● Dataset entries:
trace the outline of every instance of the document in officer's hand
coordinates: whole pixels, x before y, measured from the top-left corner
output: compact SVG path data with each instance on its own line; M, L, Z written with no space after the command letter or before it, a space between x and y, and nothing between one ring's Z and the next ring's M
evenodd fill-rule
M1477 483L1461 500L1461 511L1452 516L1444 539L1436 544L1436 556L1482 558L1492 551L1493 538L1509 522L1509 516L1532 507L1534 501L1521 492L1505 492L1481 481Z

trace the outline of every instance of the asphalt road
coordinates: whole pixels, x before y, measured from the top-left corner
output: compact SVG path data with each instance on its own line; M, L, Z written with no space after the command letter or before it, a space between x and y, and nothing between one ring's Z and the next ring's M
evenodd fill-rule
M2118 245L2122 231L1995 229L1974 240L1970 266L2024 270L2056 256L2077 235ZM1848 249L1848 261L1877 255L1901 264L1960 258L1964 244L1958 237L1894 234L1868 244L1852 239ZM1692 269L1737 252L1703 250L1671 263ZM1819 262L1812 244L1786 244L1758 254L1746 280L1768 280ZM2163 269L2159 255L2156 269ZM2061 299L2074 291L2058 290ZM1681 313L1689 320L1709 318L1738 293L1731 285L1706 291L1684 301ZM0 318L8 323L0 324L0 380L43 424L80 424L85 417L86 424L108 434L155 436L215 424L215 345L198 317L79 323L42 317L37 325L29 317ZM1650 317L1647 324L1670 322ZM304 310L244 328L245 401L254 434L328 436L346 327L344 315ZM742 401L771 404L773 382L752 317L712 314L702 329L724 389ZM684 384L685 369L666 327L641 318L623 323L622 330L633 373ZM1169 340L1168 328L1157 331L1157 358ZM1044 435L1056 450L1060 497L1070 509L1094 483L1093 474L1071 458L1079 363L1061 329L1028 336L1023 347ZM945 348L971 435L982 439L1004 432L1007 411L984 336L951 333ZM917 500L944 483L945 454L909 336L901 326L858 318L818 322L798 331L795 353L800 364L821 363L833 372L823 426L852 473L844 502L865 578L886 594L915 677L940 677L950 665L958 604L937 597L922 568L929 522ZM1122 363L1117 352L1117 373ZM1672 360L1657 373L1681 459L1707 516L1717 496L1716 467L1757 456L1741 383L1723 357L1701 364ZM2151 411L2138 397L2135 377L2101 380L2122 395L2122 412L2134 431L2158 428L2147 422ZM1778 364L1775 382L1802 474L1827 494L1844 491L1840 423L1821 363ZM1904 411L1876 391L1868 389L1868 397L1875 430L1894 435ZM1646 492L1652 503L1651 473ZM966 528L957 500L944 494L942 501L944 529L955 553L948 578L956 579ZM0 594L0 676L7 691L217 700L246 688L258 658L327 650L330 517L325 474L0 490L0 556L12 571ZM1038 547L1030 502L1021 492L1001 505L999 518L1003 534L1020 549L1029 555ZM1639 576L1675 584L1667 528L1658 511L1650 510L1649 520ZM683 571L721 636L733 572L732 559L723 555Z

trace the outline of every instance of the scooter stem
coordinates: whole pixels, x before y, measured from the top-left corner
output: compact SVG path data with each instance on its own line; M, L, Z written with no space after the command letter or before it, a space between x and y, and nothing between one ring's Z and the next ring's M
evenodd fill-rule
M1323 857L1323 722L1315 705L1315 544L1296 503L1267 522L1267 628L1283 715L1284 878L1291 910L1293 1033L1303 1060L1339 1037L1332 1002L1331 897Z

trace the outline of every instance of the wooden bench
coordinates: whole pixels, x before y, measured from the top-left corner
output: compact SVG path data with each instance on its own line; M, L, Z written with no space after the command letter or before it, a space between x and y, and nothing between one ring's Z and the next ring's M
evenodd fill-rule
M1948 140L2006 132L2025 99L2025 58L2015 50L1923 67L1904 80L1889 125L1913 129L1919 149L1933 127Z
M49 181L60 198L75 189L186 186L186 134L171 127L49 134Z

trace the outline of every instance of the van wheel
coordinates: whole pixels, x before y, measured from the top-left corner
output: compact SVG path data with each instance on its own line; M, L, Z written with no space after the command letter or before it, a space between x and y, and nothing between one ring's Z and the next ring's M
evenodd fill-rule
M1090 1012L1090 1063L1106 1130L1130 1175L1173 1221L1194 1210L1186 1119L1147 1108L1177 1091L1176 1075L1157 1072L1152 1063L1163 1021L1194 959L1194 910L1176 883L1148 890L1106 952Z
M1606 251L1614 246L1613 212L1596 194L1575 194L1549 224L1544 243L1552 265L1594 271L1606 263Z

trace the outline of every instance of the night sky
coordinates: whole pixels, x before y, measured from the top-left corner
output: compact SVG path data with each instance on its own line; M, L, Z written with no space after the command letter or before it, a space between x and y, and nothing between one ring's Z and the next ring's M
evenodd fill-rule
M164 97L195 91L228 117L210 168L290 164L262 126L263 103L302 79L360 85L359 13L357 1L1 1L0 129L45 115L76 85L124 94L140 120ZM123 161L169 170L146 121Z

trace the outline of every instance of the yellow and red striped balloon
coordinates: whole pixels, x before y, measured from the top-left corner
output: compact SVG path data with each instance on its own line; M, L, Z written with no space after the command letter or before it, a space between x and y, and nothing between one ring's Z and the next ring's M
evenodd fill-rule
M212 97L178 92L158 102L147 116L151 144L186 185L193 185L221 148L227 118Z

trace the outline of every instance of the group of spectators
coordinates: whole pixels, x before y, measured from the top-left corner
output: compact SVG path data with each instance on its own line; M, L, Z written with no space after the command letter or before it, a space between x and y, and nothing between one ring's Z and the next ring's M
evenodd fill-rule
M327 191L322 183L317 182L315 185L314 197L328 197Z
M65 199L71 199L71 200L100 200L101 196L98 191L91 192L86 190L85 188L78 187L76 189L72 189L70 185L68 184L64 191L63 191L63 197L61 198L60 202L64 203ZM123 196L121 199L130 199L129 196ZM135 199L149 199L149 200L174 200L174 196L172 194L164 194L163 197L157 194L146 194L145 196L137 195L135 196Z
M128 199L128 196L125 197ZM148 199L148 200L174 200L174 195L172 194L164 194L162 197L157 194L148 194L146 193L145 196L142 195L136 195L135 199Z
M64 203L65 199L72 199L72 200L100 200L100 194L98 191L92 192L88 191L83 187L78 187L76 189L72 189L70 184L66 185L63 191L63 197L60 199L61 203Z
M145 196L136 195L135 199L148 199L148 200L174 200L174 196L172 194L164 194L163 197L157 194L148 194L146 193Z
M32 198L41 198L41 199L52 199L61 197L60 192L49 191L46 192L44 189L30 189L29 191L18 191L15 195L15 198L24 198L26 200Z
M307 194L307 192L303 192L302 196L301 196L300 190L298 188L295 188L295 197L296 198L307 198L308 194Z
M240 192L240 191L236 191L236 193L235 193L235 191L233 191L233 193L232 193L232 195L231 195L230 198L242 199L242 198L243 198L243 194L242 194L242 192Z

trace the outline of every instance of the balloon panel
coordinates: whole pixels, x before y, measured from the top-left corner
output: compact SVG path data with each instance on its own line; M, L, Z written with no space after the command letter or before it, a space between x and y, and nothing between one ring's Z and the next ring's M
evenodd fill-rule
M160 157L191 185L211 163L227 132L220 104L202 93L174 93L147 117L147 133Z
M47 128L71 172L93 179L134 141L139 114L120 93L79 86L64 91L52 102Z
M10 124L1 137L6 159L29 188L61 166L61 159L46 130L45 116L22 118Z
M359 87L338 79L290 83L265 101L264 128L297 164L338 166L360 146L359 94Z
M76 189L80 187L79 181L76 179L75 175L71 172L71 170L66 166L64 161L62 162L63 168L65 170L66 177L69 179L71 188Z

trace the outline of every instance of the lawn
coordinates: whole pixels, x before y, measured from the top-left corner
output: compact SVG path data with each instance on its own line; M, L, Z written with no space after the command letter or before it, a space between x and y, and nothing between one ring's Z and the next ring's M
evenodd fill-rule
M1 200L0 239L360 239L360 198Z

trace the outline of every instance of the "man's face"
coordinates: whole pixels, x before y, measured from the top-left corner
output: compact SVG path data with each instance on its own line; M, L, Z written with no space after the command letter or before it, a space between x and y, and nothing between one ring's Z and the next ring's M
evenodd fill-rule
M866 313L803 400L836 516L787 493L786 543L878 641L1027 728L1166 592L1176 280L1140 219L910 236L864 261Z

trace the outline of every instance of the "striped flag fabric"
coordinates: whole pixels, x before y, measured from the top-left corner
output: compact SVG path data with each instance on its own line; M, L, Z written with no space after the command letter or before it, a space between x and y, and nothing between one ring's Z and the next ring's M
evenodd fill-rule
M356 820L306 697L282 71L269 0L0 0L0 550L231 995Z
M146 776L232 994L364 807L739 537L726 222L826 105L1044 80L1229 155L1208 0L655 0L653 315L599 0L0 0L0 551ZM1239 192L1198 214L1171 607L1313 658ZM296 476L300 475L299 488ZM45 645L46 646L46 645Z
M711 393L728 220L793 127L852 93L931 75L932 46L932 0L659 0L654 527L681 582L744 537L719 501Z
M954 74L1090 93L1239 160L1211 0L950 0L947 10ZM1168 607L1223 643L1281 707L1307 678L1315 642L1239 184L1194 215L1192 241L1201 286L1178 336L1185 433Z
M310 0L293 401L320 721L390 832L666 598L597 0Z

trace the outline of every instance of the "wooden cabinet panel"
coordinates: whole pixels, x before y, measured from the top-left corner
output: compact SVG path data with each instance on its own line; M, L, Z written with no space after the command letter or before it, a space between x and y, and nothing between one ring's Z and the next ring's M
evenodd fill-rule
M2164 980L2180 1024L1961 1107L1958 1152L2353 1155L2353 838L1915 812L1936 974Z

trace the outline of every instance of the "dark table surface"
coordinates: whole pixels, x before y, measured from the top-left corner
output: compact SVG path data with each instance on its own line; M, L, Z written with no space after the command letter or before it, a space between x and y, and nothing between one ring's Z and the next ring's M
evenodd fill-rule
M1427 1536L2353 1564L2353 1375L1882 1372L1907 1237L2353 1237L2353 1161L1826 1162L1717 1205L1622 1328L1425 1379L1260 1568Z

● ASSIGNMENT: Each line of the data above containing the string "wooden" is to be copied.

● YOUR RESPONSE:
trace the outline of every instance of the wooden bench
trace the outline of every instance of the "wooden cabinet panel"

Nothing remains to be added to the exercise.